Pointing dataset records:
----------

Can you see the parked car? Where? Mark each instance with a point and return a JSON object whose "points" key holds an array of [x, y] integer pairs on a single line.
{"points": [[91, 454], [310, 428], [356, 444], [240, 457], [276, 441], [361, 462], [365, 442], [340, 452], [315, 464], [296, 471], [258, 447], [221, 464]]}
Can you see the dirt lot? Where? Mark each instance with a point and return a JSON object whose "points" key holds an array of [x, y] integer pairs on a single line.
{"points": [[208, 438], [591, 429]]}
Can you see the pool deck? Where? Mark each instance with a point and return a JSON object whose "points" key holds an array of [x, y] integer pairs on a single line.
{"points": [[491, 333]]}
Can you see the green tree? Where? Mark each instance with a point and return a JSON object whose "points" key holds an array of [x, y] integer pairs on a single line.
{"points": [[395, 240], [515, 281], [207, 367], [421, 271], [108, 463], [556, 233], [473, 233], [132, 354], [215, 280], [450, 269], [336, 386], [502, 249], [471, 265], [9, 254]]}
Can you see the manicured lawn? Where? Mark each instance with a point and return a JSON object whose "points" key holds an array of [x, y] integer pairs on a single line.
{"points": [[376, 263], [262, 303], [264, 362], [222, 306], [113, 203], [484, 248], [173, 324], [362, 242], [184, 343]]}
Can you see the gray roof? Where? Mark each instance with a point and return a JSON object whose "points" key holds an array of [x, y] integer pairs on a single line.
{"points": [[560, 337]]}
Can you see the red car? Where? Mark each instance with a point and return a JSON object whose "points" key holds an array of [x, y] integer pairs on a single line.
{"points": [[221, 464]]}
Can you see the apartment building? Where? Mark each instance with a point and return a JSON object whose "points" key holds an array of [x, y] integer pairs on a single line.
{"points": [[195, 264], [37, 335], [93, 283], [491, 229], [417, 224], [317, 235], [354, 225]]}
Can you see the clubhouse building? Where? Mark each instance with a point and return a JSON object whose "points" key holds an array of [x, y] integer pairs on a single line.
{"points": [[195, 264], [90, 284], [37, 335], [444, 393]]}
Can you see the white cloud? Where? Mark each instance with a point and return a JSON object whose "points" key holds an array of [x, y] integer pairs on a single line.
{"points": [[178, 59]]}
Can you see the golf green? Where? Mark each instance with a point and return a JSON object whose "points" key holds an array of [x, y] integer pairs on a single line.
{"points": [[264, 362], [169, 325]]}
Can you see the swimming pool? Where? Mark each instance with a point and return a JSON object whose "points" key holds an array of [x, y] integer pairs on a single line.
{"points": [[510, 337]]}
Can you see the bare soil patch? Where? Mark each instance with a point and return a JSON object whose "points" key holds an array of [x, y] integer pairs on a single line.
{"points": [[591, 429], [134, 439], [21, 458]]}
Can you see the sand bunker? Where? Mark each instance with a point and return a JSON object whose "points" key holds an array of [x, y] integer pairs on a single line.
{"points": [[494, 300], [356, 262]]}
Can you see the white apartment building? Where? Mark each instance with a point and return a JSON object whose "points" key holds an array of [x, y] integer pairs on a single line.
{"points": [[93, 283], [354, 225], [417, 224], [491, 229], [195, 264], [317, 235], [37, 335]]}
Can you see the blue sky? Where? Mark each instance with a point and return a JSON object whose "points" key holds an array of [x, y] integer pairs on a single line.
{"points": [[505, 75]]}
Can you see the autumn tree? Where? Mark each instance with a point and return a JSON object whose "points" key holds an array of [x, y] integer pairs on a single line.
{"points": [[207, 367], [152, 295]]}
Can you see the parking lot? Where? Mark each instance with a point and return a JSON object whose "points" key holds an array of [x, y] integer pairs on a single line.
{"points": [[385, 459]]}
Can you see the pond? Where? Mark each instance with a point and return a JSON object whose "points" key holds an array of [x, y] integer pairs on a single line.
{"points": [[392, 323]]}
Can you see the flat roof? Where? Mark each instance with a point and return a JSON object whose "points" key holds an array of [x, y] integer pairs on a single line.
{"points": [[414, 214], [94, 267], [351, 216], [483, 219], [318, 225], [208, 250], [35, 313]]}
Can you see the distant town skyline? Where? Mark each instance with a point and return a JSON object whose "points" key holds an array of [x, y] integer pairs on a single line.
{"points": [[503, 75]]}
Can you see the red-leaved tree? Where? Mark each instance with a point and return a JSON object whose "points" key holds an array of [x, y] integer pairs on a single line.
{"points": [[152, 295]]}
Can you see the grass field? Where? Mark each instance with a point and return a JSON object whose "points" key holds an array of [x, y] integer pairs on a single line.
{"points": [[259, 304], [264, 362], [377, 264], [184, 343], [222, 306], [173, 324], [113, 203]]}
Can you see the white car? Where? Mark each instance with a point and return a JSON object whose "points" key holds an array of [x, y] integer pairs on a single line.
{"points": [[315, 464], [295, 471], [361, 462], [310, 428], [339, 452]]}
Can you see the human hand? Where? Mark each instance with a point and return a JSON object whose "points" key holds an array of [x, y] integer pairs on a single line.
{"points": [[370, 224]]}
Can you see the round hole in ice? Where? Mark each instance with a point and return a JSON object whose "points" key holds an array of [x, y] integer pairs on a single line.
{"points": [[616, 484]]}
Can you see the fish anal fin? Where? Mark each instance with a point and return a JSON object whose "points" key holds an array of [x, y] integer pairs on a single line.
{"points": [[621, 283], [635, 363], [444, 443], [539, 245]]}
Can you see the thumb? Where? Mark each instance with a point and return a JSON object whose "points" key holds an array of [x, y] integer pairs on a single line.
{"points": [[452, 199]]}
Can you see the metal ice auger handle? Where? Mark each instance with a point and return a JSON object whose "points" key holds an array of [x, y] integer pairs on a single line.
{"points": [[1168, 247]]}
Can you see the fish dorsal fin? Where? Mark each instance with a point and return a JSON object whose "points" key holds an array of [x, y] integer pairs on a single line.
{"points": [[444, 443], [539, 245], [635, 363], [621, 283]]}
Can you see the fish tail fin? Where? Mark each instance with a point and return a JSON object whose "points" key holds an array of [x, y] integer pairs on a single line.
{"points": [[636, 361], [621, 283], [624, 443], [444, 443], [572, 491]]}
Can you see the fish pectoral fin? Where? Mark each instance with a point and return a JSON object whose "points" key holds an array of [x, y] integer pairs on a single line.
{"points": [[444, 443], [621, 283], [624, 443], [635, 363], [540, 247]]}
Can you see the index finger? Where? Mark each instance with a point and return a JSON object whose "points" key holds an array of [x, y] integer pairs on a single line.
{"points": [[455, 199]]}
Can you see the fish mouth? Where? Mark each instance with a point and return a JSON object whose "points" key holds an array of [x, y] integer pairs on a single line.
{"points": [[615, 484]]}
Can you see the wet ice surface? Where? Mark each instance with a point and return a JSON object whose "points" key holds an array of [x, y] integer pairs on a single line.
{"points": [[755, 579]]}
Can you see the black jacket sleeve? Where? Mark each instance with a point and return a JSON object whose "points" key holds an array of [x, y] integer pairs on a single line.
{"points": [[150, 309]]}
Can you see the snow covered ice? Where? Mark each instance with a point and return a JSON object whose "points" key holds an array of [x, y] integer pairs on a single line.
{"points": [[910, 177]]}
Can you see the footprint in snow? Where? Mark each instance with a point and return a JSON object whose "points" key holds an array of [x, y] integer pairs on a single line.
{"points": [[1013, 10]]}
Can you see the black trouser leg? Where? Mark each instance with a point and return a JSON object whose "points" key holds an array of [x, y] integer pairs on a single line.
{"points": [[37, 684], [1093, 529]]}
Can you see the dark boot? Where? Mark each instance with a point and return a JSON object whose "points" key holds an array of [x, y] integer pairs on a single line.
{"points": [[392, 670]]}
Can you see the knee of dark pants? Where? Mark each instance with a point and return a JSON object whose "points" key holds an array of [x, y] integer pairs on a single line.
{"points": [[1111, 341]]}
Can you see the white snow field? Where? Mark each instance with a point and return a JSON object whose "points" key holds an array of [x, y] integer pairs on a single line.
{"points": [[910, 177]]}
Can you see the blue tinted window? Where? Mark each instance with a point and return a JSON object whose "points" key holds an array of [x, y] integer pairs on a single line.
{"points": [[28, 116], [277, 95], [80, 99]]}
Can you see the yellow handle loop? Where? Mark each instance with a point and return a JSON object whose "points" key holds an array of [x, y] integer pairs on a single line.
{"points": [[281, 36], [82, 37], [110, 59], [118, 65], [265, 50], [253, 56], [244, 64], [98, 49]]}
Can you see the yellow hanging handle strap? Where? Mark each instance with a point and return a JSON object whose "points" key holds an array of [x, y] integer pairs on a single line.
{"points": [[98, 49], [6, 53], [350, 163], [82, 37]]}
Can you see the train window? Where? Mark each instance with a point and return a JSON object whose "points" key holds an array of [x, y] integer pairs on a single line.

----------

__DIRECTIONS__: Repeat exactly the lines from the line containing "Can you see the yellow handle" through the last line of the records above, including both, and nothing else.

__TASK SOLUTION__:
Can you see the yellow handle loop? Where? Mark each instance with a point and return a JSON object whose "points" key holds an array of [x, y] integer pairs on a single line.
{"points": [[281, 36], [82, 37], [110, 59], [118, 65], [265, 50], [253, 56], [244, 64], [98, 49]]}
Can you see the yellow hanging handle strap? Where? Mark each instance with a point and return a JSON object whose "points" key holds an array of [x, y] integer pairs on a single line.
{"points": [[98, 49], [6, 53], [350, 163], [82, 37]]}
Can you see the train window? Where? Mark each instance with a point and return a JSON object whose "points" key holds an array of [x, y] integer pairs on a single line.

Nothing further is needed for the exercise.